### WHAT IS BEING ASKED
All records are to be transcribed in full; any pictures among them are to be skipped.

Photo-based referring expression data
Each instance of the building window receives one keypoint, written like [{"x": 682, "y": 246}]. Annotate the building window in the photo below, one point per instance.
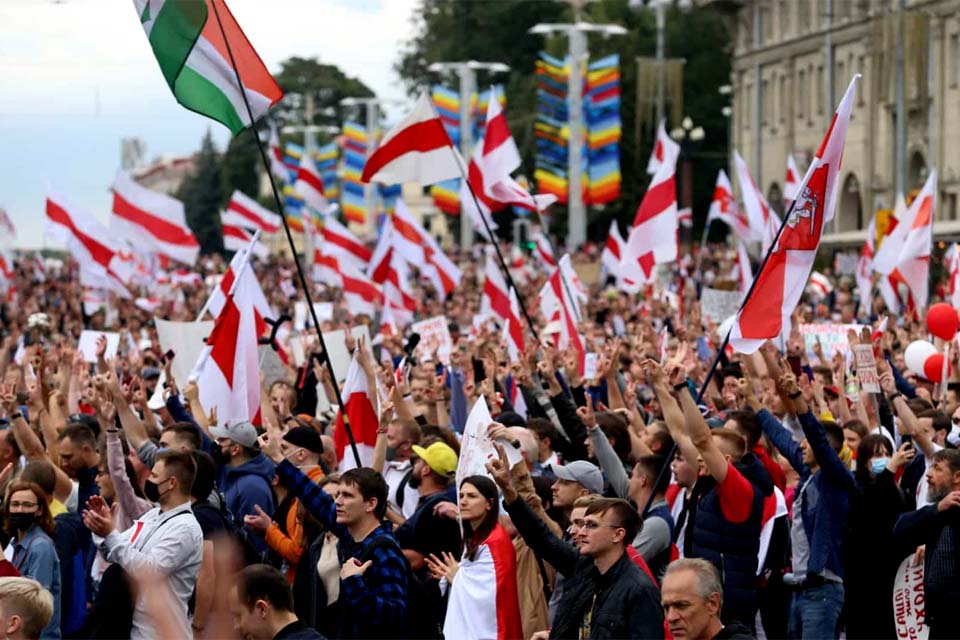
[
  {"x": 819, "y": 91},
  {"x": 954, "y": 60},
  {"x": 801, "y": 93}
]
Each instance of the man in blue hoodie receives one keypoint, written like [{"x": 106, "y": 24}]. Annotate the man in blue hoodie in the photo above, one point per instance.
[
  {"x": 247, "y": 473},
  {"x": 819, "y": 511}
]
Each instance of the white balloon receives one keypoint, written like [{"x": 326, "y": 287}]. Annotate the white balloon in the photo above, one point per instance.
[{"x": 916, "y": 354}]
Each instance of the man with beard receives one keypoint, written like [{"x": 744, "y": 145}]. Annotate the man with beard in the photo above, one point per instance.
[
  {"x": 426, "y": 532},
  {"x": 938, "y": 527}
]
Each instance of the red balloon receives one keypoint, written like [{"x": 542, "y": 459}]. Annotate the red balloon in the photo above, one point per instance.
[
  {"x": 942, "y": 321},
  {"x": 933, "y": 368}
]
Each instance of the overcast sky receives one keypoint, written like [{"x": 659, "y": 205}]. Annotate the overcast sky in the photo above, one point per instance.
[{"x": 78, "y": 75}]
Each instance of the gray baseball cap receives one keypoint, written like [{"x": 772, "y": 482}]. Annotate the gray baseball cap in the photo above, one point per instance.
[
  {"x": 241, "y": 431},
  {"x": 581, "y": 472}
]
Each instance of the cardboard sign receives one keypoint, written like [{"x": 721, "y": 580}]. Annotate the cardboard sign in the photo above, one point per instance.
[
  {"x": 866, "y": 368},
  {"x": 434, "y": 330},
  {"x": 476, "y": 447},
  {"x": 909, "y": 601},
  {"x": 833, "y": 337},
  {"x": 718, "y": 305},
  {"x": 336, "y": 342},
  {"x": 301, "y": 315},
  {"x": 88, "y": 344},
  {"x": 187, "y": 340}
]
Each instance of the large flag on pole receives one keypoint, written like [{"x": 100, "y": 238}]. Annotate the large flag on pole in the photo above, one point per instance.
[
  {"x": 152, "y": 222},
  {"x": 778, "y": 286},
  {"x": 228, "y": 370},
  {"x": 187, "y": 40},
  {"x": 418, "y": 149},
  {"x": 914, "y": 235}
]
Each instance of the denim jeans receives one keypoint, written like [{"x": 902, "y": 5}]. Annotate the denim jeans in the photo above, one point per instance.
[{"x": 815, "y": 611}]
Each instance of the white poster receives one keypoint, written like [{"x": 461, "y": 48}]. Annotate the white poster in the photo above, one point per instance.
[
  {"x": 88, "y": 344},
  {"x": 336, "y": 342},
  {"x": 186, "y": 340},
  {"x": 718, "y": 305},
  {"x": 909, "y": 601},
  {"x": 435, "y": 334}
]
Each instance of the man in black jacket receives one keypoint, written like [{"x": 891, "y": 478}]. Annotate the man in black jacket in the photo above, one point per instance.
[
  {"x": 938, "y": 527},
  {"x": 606, "y": 595}
]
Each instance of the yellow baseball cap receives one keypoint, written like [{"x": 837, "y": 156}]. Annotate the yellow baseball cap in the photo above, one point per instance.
[{"x": 441, "y": 459}]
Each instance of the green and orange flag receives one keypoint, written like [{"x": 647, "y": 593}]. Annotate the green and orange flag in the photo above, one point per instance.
[{"x": 186, "y": 37}]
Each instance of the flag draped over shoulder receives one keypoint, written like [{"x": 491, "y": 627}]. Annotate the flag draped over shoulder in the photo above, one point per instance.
[{"x": 187, "y": 40}]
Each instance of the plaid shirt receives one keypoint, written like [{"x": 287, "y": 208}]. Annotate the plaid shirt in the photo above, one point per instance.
[{"x": 373, "y": 605}]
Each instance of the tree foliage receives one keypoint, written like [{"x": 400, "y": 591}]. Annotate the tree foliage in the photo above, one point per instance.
[
  {"x": 202, "y": 196},
  {"x": 446, "y": 30}
]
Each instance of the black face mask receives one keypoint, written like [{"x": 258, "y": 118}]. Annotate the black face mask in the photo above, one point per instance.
[
  {"x": 152, "y": 490},
  {"x": 22, "y": 521}
]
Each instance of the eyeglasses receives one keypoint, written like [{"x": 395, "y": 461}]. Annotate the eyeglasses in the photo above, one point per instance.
[{"x": 593, "y": 526}]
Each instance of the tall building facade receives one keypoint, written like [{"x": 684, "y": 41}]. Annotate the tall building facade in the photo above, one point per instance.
[{"x": 792, "y": 61}]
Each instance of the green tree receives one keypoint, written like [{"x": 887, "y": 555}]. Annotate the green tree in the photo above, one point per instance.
[
  {"x": 202, "y": 196},
  {"x": 498, "y": 31}
]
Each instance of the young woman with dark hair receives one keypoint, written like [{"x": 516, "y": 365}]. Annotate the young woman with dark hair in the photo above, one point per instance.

### WRITTEN SOLUTION
Each instance of the building window receives one keypoint, written like [{"x": 682, "y": 246}]. Annotate the building window in the photo below, one point per instance.
[
  {"x": 819, "y": 91},
  {"x": 954, "y": 60},
  {"x": 801, "y": 93}
]
Each instance of the man in blue hoodie receives one keypoint, written like [{"x": 106, "y": 24}]. Annotate the man in blue hoodie in the photo above, one point per instance.
[
  {"x": 247, "y": 473},
  {"x": 819, "y": 511}
]
Each instance of the white balloon receives one keypoint, written like [{"x": 326, "y": 287}]. Annotate the white balloon in the photo above, one point per instance.
[{"x": 916, "y": 354}]
Each instance of the man with beard receives one keypoint, written like [{"x": 744, "y": 145}]. Annotate the man with beard in the photo above, one point per instance.
[
  {"x": 426, "y": 532},
  {"x": 938, "y": 527}
]
Each instance of the red balloon receives one keypoint, written like [{"x": 542, "y": 459}]. Annotate the red balloon in the photo above, one point per instance.
[
  {"x": 942, "y": 321},
  {"x": 933, "y": 368}
]
Each instance of the overcast sky receives one keypoint, written like [{"x": 659, "y": 205}]. Annotate the overcast sky in the photo above, one point per instance.
[{"x": 78, "y": 75}]
Each instance of the gray baseball cap receives one keypoint, written like [{"x": 772, "y": 482}]. Annotate the gray baseball cap in the photo above, one point per instance.
[
  {"x": 241, "y": 431},
  {"x": 581, "y": 472}
]
Each instance of the cardboard sign receives one keypoint, written like [{"x": 721, "y": 580}]. Annotate the cardboard sign in the photo above, one point per instance.
[
  {"x": 866, "y": 368},
  {"x": 434, "y": 330},
  {"x": 476, "y": 447},
  {"x": 909, "y": 601},
  {"x": 833, "y": 337},
  {"x": 718, "y": 305},
  {"x": 336, "y": 342},
  {"x": 301, "y": 315},
  {"x": 88, "y": 344},
  {"x": 187, "y": 340}
]
Each instance of the large flag on pole receives one keypoint, written like [{"x": 100, "y": 238}]. Annotate the large flag on pole in the photo above, one point per instance.
[
  {"x": 152, "y": 222},
  {"x": 778, "y": 286},
  {"x": 228, "y": 370},
  {"x": 187, "y": 40},
  {"x": 418, "y": 149},
  {"x": 914, "y": 235}
]
Each instance of the denim jeans receives one keypoint, written like [{"x": 902, "y": 5}]. Annotate the denim jeans in the photo above, one point per instance.
[{"x": 815, "y": 611}]
Each instance of the white poster receives one keypoint, written like [{"x": 461, "y": 48}]. Annotate the white poster in the photo above, one point per instance.
[
  {"x": 88, "y": 344},
  {"x": 336, "y": 342},
  {"x": 186, "y": 340},
  {"x": 718, "y": 305},
  {"x": 909, "y": 601},
  {"x": 435, "y": 334}
]
Each instance of the man in black jacket receives one keypoint, written like [{"x": 891, "y": 478}]. Annotate the man in black jacket in the photo above, one point per instance.
[
  {"x": 938, "y": 527},
  {"x": 606, "y": 595}
]
Each instance of the yellow baseball cap receives one keypoint, written like [{"x": 837, "y": 156}]. Annotate the yellow baseball cap in the photo above, one point per instance.
[{"x": 441, "y": 459}]
Each instance of the green and orange flag receives one keypoint, written like [{"x": 647, "y": 593}]. Annotate the green and orange flag in the photo above, one point per instance.
[{"x": 186, "y": 37}]
Each instance of the flag draped over shoulder receives one keypoint, written like [{"x": 491, "y": 627}]. Annotate the flag draped over shoulder in the photo above, one point per instance.
[{"x": 187, "y": 40}]
Each instance of the plaid shirt receives one keypoint, written like [{"x": 287, "y": 208}]. Annotate the plaid shirt in the photo above, one point per instance.
[{"x": 373, "y": 605}]
Each instance of the tree foliage receives one keypoint, written like [{"x": 400, "y": 591}]. Annotate the tree foliage in the photo above, one point per instance.
[
  {"x": 202, "y": 196},
  {"x": 446, "y": 30}
]
Each instance of the black face mask receives one keypoint, written like [{"x": 258, "y": 118}]. Annotate the black face mask in the photo above, one point per instance.
[
  {"x": 152, "y": 490},
  {"x": 22, "y": 521}
]
Each instance of the eyeglasses receives one keypoint, written like [{"x": 395, "y": 461}]. Annotate the eyeglasses in the photo above, one point per instance.
[{"x": 593, "y": 526}]
Each instance of the tall building facade receives one keypoint, written like [{"x": 684, "y": 41}]. Annotate the tall building facade in the photo above, one point per instance.
[{"x": 792, "y": 61}]
Each instance of the green tree receives one keypoint, written like [{"x": 887, "y": 555}]. Annotate the green tree in the photo above, one point per instance.
[
  {"x": 202, "y": 196},
  {"x": 498, "y": 31}
]
Each instance of the young woman with dark hair receives one keypoint, written like [{"x": 516, "y": 365}]. Annotate the young woman with dark hair in the photo above, one point per instance.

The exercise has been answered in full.